Segmentation labeling items
>> BEGIN

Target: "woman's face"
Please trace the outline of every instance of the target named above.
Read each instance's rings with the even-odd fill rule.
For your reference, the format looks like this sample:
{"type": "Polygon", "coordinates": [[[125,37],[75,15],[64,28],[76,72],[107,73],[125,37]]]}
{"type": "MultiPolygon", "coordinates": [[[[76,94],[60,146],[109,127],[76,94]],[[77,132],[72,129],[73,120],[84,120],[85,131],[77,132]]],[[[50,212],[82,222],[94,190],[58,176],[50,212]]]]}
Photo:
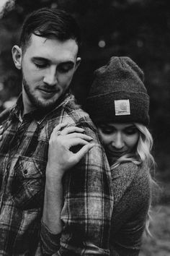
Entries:
{"type": "Polygon", "coordinates": [[[133,152],[138,141],[139,131],[133,123],[105,123],[99,124],[98,129],[112,163],[120,156],[133,152]]]}

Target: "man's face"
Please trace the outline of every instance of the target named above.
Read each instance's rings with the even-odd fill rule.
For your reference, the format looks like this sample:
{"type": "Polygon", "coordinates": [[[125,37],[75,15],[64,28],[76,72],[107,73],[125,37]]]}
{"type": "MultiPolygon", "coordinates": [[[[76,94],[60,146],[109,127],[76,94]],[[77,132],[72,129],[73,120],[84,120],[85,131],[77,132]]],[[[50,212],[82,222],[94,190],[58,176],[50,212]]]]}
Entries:
{"type": "Polygon", "coordinates": [[[61,42],[32,35],[20,58],[24,113],[55,105],[68,88],[80,61],[77,52],[73,39],[61,42]]]}

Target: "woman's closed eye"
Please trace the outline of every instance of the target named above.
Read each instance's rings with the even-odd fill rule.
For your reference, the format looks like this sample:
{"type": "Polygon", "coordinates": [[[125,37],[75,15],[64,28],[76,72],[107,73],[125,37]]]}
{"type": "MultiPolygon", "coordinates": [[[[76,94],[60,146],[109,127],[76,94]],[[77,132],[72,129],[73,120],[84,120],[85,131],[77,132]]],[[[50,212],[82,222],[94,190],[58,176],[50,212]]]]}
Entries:
{"type": "Polygon", "coordinates": [[[135,127],[125,128],[124,132],[127,135],[133,135],[138,132],[138,129],[135,127]]]}

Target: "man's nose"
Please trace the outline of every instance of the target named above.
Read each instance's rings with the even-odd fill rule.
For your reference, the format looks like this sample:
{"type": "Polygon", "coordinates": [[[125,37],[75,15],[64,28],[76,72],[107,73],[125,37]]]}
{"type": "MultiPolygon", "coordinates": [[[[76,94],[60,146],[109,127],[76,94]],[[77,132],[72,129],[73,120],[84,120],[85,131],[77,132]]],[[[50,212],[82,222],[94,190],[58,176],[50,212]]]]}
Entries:
{"type": "Polygon", "coordinates": [[[117,149],[121,149],[123,148],[124,141],[121,133],[117,132],[116,135],[114,135],[112,145],[117,149]]]}
{"type": "Polygon", "coordinates": [[[55,85],[57,84],[57,72],[55,68],[51,67],[47,70],[44,76],[43,82],[49,85],[55,85]]]}

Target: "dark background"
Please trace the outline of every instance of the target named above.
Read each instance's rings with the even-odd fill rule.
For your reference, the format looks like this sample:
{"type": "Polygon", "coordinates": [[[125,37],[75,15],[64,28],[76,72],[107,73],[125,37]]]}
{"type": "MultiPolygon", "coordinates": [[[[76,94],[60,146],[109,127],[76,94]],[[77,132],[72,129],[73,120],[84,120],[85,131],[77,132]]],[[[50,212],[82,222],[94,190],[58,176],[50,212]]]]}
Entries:
{"type": "MultiPolygon", "coordinates": [[[[21,25],[25,15],[42,7],[58,7],[68,11],[76,17],[82,31],[83,43],[81,51],[82,61],[71,85],[79,103],[83,103],[88,94],[93,80],[94,70],[105,64],[112,56],[129,56],[145,72],[145,84],[151,97],[150,127],[154,139],[153,153],[157,163],[156,179],[160,187],[163,188],[161,202],[159,204],[161,207],[163,205],[163,209],[166,208],[166,213],[164,210],[164,213],[161,213],[165,216],[160,218],[169,218],[169,0],[9,1],[0,14],[0,108],[2,110],[10,106],[21,90],[21,77],[13,64],[11,48],[14,44],[18,43],[21,25]]],[[[158,222],[158,220],[156,221],[158,222]]],[[[169,234],[170,221],[169,221],[169,234]]],[[[167,225],[165,226],[167,229],[167,225]]],[[[166,241],[166,238],[164,238],[164,241],[166,241]]],[[[153,243],[153,240],[151,241],[153,243]]],[[[155,243],[157,244],[157,240],[155,243]]],[[[150,248],[151,243],[147,247],[150,248]]],[[[156,245],[153,247],[156,247],[156,245]]],[[[161,252],[158,255],[170,255],[170,246],[167,245],[167,248],[169,252],[166,251],[165,254],[161,252]]],[[[147,249],[146,249],[147,251],[147,249]]],[[[151,250],[151,248],[150,249],[151,250]]],[[[152,255],[151,252],[146,251],[141,255],[152,255]]],[[[153,252],[153,255],[157,255],[156,252],[153,252]]]]}

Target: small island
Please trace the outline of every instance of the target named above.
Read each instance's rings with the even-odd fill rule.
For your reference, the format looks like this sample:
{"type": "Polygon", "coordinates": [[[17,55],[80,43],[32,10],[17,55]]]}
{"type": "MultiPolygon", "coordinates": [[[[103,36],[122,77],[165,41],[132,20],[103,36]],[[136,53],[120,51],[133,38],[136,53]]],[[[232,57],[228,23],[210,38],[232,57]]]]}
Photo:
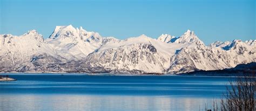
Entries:
{"type": "Polygon", "coordinates": [[[4,77],[0,75],[0,81],[9,81],[16,80],[16,79],[14,78],[9,78],[8,76],[6,76],[6,77],[4,77]]]}

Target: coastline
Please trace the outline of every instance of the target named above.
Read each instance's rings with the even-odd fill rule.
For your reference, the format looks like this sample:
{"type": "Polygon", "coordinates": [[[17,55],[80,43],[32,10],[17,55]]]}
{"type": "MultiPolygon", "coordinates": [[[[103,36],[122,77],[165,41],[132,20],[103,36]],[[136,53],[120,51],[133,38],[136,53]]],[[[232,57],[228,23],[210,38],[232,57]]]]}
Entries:
{"type": "Polygon", "coordinates": [[[0,81],[16,81],[17,80],[11,78],[6,78],[6,77],[0,77],[0,81]]]}

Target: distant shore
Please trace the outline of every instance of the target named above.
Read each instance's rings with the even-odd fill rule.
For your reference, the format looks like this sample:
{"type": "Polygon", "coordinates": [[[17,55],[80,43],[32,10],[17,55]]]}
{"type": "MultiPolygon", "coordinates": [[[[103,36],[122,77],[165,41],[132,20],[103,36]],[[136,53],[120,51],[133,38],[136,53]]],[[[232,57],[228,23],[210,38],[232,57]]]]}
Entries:
{"type": "Polygon", "coordinates": [[[11,78],[0,77],[0,81],[15,81],[16,79],[11,78]]]}

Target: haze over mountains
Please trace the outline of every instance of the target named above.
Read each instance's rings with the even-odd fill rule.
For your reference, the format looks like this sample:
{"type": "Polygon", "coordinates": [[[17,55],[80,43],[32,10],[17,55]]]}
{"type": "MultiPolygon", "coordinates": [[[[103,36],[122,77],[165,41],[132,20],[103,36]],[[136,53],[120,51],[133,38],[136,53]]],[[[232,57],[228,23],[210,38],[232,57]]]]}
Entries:
{"type": "Polygon", "coordinates": [[[206,46],[193,31],[157,39],[103,37],[72,25],[56,26],[44,39],[36,30],[0,35],[0,72],[178,74],[256,62],[256,40],[206,46]]]}

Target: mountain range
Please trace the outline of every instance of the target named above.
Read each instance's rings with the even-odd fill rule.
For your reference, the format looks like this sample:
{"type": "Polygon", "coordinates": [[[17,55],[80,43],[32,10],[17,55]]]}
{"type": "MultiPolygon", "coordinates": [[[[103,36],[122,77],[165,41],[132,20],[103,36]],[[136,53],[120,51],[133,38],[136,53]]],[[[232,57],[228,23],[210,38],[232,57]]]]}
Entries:
{"type": "Polygon", "coordinates": [[[205,45],[193,31],[153,39],[119,40],[72,25],[56,26],[44,39],[36,30],[0,35],[1,73],[180,74],[256,62],[256,40],[205,45]]]}

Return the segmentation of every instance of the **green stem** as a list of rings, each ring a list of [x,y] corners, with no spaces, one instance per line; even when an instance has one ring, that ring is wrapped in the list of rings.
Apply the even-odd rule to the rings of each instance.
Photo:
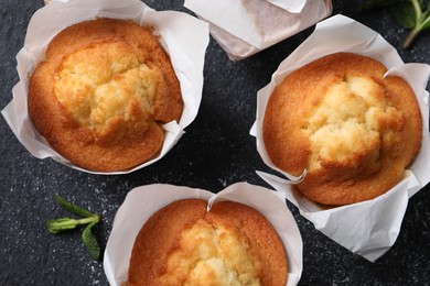
[[[420,32],[420,29],[415,26],[410,33],[408,34],[408,36],[405,38],[404,43],[402,43],[402,47],[404,48],[408,48],[410,46],[410,44],[413,42],[413,40],[416,38],[416,36],[419,34]]]
[[[79,219],[76,221],[77,221],[77,224],[87,224],[90,222],[98,222],[99,220],[100,220],[99,216],[94,216],[94,217],[89,217],[89,218],[85,218],[85,219]]]
[[[418,23],[421,21],[421,14],[422,14],[421,7],[420,7],[420,3],[418,2],[418,0],[410,0],[410,2],[411,2],[412,6],[413,6],[413,10],[415,10],[415,22],[417,23],[417,24],[416,24],[416,26],[417,26]]]

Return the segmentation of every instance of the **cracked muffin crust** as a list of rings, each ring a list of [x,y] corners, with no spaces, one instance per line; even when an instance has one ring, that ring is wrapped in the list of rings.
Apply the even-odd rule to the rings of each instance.
[[[283,244],[238,202],[183,199],[157,211],[132,249],[128,285],[286,285]]]
[[[266,108],[271,162],[300,175],[295,187],[323,205],[373,199],[402,177],[420,146],[417,99],[378,61],[336,53],[289,74]]]
[[[179,80],[151,28],[115,19],[61,31],[30,78],[36,130],[76,166],[132,168],[161,150],[182,114]]]

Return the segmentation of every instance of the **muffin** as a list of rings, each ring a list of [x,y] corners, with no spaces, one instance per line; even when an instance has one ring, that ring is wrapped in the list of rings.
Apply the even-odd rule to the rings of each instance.
[[[420,109],[400,77],[378,61],[336,53],[289,74],[270,96],[262,138],[270,161],[300,175],[315,202],[347,205],[394,187],[415,160]]]
[[[286,285],[283,244],[266,218],[238,202],[176,200],[143,224],[128,285]]]
[[[76,166],[125,170],[154,157],[162,124],[183,101],[169,55],[151,28],[97,19],[64,29],[29,84],[39,133]]]

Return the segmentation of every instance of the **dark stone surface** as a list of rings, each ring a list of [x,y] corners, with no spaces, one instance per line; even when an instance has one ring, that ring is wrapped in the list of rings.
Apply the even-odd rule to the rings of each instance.
[[[361,12],[362,1],[334,0],[343,13],[379,32],[406,63],[430,64],[430,31],[401,50],[407,31],[384,10]],[[148,1],[157,10],[180,10],[183,1]],[[18,81],[15,54],[26,25],[42,0],[1,0],[0,108],[12,99]],[[127,193],[137,186],[165,183],[218,191],[236,182],[266,186],[255,169],[268,170],[249,129],[256,92],[268,84],[279,63],[313,28],[239,63],[230,62],[211,40],[206,54],[203,101],[196,120],[179,144],[158,163],[122,176],[89,175],[51,160],[34,158],[0,119],[0,284],[107,285],[101,262],[89,258],[80,231],[52,235],[49,218],[68,216],[53,201],[60,194],[103,216],[96,235],[105,245],[112,220]],[[429,88],[428,88],[429,89]],[[391,250],[369,263],[331,241],[289,204],[303,237],[304,268],[300,285],[429,285],[430,189],[410,199],[401,232]]]

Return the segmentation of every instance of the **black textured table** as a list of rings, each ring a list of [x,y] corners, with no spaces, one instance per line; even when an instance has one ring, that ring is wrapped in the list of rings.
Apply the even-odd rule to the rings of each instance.
[[[379,32],[406,63],[430,64],[430,31],[410,50],[401,48],[407,31],[385,10],[361,12],[362,1],[333,1],[333,14],[348,15]],[[179,10],[183,1],[147,1],[157,10]],[[42,0],[0,1],[0,108],[12,99],[18,81],[15,54],[26,25]],[[45,230],[49,218],[68,215],[53,195],[103,216],[95,229],[103,246],[127,193],[153,183],[218,191],[236,182],[268,187],[255,173],[269,170],[249,135],[255,121],[256,92],[266,86],[279,63],[313,26],[248,59],[234,63],[211,38],[204,70],[203,100],[196,120],[178,145],[155,164],[121,176],[90,175],[52,160],[34,158],[0,119],[0,285],[107,285],[103,263],[90,260],[80,231],[62,235]],[[427,88],[429,90],[429,86]],[[375,263],[367,262],[314,230],[289,204],[303,237],[300,285],[429,285],[430,187],[413,196],[395,245]]]

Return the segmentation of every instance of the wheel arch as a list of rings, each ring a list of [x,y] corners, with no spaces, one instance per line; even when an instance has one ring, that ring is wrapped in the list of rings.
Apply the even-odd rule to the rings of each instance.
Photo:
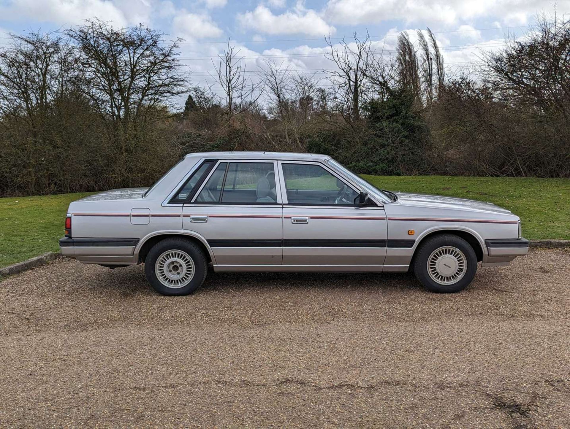
[[[475,231],[470,228],[461,226],[436,227],[424,231],[416,240],[412,254],[412,261],[416,256],[416,251],[422,242],[434,235],[449,234],[457,235],[469,243],[477,256],[477,262],[481,262],[486,256],[486,247],[484,240]]]
[[[192,242],[200,247],[206,256],[208,263],[215,263],[214,253],[211,248],[208,244],[207,241],[202,235],[192,231],[173,230],[169,231],[160,231],[153,232],[143,238],[135,249],[135,255],[139,263],[144,262],[150,248],[158,242],[166,238],[173,237],[182,237],[190,239]]]

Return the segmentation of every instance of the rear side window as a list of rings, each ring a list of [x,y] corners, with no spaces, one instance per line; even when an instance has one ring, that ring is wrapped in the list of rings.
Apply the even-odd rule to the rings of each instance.
[[[213,161],[206,161],[203,162],[202,165],[190,175],[186,183],[170,200],[170,202],[184,203],[189,201],[194,195],[194,190],[197,190],[196,185],[203,181],[213,165]]]
[[[272,162],[221,162],[195,202],[275,204],[275,178]]]

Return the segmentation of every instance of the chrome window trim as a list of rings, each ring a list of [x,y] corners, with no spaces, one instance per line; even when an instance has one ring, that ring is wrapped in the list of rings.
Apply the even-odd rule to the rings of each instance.
[[[321,162],[320,161],[295,161],[295,160],[291,160],[291,161],[290,161],[288,160],[279,160],[279,161],[278,161],[278,164],[279,164],[279,185],[280,185],[280,187],[281,187],[281,189],[282,189],[282,201],[283,202],[283,204],[284,205],[287,206],[288,207],[321,207],[321,208],[324,208],[324,207],[328,207],[334,208],[334,209],[345,208],[345,209],[363,209],[363,208],[366,208],[366,209],[380,208],[380,209],[381,209],[382,210],[384,210],[384,202],[379,201],[378,200],[378,198],[377,198],[377,197],[376,197],[376,195],[369,195],[369,194],[368,196],[370,197],[370,199],[372,199],[374,202],[374,203],[376,203],[377,205],[377,207],[374,207],[374,206],[366,206],[365,207],[364,207],[362,206],[358,206],[358,205],[352,205],[352,206],[351,205],[332,205],[332,206],[325,206],[325,205],[323,205],[321,206],[319,204],[306,204],[306,205],[302,205],[302,204],[295,204],[295,203],[292,203],[291,205],[290,205],[289,202],[288,202],[288,200],[287,199],[287,187],[286,187],[286,184],[285,184],[285,177],[284,177],[284,173],[283,172],[283,168],[282,167],[282,165],[283,164],[310,164],[310,165],[318,165],[319,167],[322,167],[323,169],[324,169],[325,170],[327,170],[327,171],[328,171],[329,173],[331,173],[331,175],[332,175],[335,177],[336,177],[337,178],[340,178],[343,182],[344,182],[345,183],[347,183],[348,185],[349,185],[352,187],[352,189],[354,189],[357,192],[359,192],[359,193],[360,192],[362,192],[363,189],[362,189],[362,187],[361,186],[359,186],[358,183],[356,183],[355,182],[354,182],[353,181],[352,181],[351,179],[347,178],[345,176],[341,174],[341,171],[338,171],[336,170],[335,170],[335,169],[333,169],[332,168],[331,168],[327,164],[325,164],[324,162]],[[294,204],[295,205],[293,205]]]
[[[243,158],[235,159],[234,160],[234,159],[232,159],[231,158],[229,158],[229,159],[228,158],[225,158],[225,159],[220,158],[220,159],[218,160],[218,162],[216,162],[215,164],[214,164],[214,166],[212,167],[212,169],[210,171],[210,173],[208,174],[208,175],[206,178],[205,180],[204,180],[204,181],[202,183],[202,185],[200,186],[199,189],[196,191],[196,193],[194,194],[194,197],[192,197],[192,201],[190,201],[189,203],[184,203],[184,204],[183,205],[186,206],[192,206],[193,207],[198,206],[206,206],[206,207],[211,207],[213,206],[223,206],[224,207],[228,207],[228,206],[238,206],[238,207],[239,207],[239,206],[243,206],[243,207],[252,207],[252,206],[253,207],[272,207],[272,206],[277,206],[278,207],[281,207],[281,205],[283,204],[283,203],[282,203],[282,199],[281,198],[280,189],[279,190],[279,192],[277,192],[277,187],[278,187],[278,186],[279,186],[279,185],[277,183],[276,179],[275,180],[275,194],[276,194],[276,197],[277,197],[277,202],[276,203],[251,203],[250,204],[241,204],[241,205],[236,204],[235,203],[222,203],[221,201],[216,202],[213,202],[212,203],[204,203],[204,202],[197,202],[197,203],[196,202],[196,198],[198,198],[198,195],[199,195],[200,194],[200,193],[202,192],[202,190],[203,189],[204,186],[206,186],[206,183],[207,183],[208,182],[208,181],[210,180],[210,177],[211,176],[212,174],[214,174],[214,172],[218,168],[218,166],[219,165],[219,164],[221,162],[227,162],[228,163],[228,167],[229,167],[229,165],[230,165],[230,162],[260,162],[262,164],[273,164],[273,169],[274,169],[274,174],[277,174],[278,166],[278,164],[277,164],[278,161],[277,161],[276,160],[259,160],[259,159],[247,160],[247,159],[243,159]],[[227,171],[227,170],[226,169],[226,171]],[[281,201],[280,201],[280,200],[281,200]]]

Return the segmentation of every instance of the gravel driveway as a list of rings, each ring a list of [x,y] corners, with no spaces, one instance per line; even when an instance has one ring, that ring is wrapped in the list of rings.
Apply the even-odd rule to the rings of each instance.
[[[0,426],[563,427],[570,251],[409,275],[214,274],[59,260],[0,282]]]

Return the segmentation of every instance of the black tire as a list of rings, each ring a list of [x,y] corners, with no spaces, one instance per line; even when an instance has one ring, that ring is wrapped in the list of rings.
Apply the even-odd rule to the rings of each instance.
[[[465,257],[463,276],[451,284],[441,284],[430,275],[427,260],[437,249],[450,246],[458,249]],[[441,265],[440,265],[441,266]],[[453,234],[441,234],[427,239],[416,251],[413,263],[414,273],[426,289],[438,293],[459,292],[469,285],[477,271],[477,256],[471,245],[461,237]]]
[[[189,256],[194,265],[193,275],[187,284],[180,287],[169,287],[159,279],[156,271],[157,260],[168,251],[181,251]],[[163,295],[188,295],[198,289],[206,280],[207,262],[202,249],[185,238],[166,238],[153,246],[145,260],[145,274],[153,289]]]

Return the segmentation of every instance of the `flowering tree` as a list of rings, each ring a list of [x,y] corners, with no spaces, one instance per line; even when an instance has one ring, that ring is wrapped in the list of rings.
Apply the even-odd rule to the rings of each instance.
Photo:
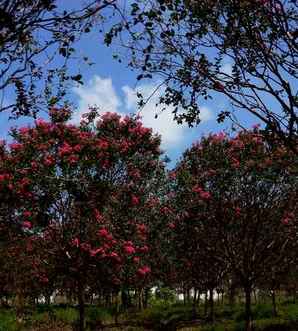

>> END

# EXERCISE OBJECTIVE
Collect every line above that contains the string "window" and copy each one in full.

# TASK RESULT
Return the segmentation of every instance of the rear side window as a list of rings, each ring a list of [x,y] corners, with no spaces, one instance per line; even when an instance has one ring, that ring is wrapped in the list of rings.
Return the segmentation of every instance of the chrome window trim as a list of rings, each ring a list of [x,y] corners, with no spaces, one instance per line; even when an instance has one ring, that ring is wrapped in the list of rings.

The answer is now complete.